Short exercise: Count how many lines of the entries below contain the word "sailboat", treating uppercase and lowercase as different. Reply with the number alone.

Data supplied:
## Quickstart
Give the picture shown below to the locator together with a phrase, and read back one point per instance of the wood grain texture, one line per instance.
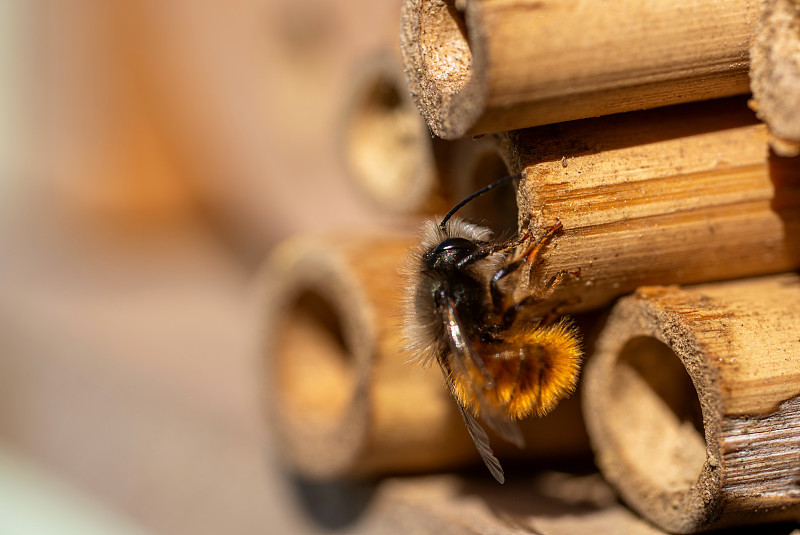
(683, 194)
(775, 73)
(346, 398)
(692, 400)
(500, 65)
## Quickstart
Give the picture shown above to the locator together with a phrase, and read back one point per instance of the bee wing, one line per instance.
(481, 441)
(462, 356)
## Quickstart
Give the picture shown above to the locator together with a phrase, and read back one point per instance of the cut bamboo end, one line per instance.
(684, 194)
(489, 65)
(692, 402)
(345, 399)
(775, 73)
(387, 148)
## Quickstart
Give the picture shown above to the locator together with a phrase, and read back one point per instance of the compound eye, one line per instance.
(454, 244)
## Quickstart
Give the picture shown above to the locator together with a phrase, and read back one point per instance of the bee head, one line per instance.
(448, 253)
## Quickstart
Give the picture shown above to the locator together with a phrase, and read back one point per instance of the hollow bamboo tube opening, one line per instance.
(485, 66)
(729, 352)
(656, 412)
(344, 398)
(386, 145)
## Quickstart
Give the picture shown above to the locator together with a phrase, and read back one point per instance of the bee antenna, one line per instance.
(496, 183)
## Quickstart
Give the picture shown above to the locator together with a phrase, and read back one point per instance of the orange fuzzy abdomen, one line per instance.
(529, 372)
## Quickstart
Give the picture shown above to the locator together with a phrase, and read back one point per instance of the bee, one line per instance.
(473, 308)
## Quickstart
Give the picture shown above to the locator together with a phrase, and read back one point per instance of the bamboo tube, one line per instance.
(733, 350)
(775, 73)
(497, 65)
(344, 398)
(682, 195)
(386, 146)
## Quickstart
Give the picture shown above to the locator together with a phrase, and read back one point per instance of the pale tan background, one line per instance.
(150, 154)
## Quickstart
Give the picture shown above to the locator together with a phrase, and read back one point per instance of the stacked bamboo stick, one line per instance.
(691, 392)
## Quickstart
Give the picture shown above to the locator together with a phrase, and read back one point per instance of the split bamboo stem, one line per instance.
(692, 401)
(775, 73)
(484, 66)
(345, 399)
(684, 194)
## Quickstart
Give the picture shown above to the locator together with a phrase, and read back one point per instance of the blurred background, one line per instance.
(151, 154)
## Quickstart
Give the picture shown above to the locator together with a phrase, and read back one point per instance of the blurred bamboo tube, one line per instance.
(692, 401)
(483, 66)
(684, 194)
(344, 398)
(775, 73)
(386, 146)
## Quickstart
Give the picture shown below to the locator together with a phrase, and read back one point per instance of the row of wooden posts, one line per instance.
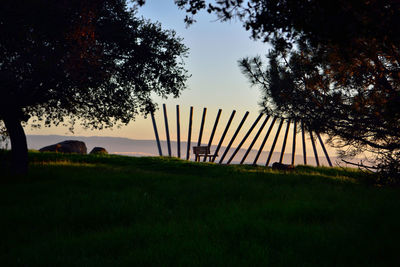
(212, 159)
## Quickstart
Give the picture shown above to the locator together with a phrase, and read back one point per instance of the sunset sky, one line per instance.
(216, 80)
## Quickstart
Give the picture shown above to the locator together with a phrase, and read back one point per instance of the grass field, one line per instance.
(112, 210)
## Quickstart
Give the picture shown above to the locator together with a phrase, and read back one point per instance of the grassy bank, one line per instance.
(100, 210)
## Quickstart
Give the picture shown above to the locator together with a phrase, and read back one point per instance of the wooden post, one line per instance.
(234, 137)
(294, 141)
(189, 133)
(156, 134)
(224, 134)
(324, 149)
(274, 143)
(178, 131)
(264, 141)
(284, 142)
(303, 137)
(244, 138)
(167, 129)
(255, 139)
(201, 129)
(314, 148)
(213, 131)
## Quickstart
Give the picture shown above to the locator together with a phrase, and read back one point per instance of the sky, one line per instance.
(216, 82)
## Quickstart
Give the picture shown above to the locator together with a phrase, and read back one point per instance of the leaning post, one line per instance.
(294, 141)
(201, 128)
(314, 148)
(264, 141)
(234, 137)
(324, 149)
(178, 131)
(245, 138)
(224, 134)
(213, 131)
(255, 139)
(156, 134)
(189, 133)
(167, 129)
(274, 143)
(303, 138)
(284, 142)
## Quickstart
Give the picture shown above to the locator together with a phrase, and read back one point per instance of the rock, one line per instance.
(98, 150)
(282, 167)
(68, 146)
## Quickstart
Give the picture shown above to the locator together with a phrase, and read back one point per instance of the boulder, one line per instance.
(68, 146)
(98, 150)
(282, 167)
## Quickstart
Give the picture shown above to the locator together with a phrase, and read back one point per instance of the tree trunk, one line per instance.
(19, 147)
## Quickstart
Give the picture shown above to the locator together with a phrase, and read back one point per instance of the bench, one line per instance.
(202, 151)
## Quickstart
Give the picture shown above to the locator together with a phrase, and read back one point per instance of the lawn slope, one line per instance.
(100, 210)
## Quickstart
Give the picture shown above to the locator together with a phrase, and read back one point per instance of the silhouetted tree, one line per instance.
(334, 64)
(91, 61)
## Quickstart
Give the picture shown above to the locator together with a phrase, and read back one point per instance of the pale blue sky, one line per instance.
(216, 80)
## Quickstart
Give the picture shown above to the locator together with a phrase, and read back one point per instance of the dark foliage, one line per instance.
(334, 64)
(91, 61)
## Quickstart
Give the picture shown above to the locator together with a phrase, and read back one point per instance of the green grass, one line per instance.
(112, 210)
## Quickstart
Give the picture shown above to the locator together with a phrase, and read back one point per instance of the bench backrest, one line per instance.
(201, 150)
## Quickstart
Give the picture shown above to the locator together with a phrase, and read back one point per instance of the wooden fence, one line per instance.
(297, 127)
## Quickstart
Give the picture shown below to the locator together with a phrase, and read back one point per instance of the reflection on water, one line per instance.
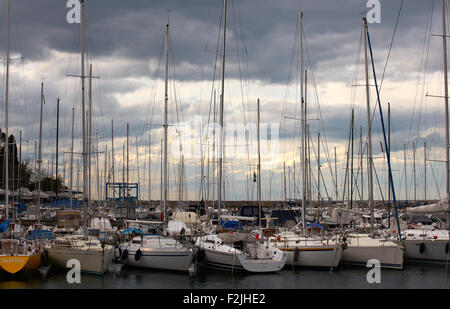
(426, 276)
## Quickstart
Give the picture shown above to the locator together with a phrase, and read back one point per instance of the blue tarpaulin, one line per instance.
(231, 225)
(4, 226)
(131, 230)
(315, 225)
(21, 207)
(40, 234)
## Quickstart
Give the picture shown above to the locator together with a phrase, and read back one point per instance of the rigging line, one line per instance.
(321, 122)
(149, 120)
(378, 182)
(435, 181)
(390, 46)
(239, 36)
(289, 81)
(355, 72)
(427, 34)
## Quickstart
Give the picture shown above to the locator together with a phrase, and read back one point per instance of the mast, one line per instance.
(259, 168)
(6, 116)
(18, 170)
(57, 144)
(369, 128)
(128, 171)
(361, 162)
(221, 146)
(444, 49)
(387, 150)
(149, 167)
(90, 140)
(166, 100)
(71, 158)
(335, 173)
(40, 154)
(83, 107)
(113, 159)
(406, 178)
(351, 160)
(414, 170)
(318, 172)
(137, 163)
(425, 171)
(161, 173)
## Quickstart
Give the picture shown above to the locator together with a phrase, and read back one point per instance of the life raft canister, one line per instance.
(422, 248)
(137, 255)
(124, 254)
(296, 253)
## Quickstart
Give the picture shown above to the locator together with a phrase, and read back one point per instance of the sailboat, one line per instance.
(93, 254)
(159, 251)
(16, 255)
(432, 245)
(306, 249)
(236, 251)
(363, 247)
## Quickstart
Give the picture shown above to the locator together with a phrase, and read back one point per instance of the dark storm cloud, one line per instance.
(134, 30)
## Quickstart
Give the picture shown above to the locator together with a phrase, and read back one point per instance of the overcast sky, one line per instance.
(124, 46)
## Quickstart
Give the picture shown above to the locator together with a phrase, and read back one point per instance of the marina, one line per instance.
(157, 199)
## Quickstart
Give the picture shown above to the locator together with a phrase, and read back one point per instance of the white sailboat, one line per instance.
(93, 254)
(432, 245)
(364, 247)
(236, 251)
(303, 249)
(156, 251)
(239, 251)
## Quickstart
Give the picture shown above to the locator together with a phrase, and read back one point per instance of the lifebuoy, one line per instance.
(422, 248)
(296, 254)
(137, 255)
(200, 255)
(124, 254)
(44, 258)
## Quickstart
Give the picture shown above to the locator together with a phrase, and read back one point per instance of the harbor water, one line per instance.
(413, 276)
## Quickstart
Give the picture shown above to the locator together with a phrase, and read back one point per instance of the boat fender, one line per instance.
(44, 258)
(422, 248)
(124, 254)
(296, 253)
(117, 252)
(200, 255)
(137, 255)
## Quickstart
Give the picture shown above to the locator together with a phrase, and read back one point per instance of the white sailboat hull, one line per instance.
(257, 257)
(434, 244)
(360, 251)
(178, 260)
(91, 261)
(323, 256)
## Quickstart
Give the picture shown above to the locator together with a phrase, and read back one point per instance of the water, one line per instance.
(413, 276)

The output: 3